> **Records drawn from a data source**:
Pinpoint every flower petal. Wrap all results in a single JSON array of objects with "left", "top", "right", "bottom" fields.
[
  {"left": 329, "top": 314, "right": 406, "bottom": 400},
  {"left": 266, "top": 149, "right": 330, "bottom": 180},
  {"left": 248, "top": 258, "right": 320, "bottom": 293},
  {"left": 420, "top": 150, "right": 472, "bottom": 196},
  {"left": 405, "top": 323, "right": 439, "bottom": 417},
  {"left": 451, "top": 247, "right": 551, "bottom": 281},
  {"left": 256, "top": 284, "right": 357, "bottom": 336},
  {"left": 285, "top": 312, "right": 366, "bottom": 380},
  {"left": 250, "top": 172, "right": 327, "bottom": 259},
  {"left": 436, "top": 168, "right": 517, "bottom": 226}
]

> **INSTRUCTION**: Copy out every line of the data above, increasing each bounding box coordinate in the answers by 31 and leaving all other text unchanged.

> **SOLUTION TO THIS PROBLEM**:
Pinpoint every flower petal. Wrap all results in a single JSON array of objects with "left", "top", "right", "bottom" fields.
[
  {"left": 360, "top": 345, "right": 437, "bottom": 431},
  {"left": 297, "top": 180, "right": 361, "bottom": 211},
  {"left": 279, "top": 289, "right": 351, "bottom": 324},
  {"left": 451, "top": 181, "right": 503, "bottom": 227},
  {"left": 436, "top": 354, "right": 470, "bottom": 448},
  {"left": 482, "top": 278, "right": 582, "bottom": 312},
  {"left": 287, "top": 315, "right": 388, "bottom": 367},
  {"left": 316, "top": 343, "right": 397, "bottom": 411},
  {"left": 281, "top": 203, "right": 358, "bottom": 290},
  {"left": 467, "top": 199, "right": 548, "bottom": 257}
]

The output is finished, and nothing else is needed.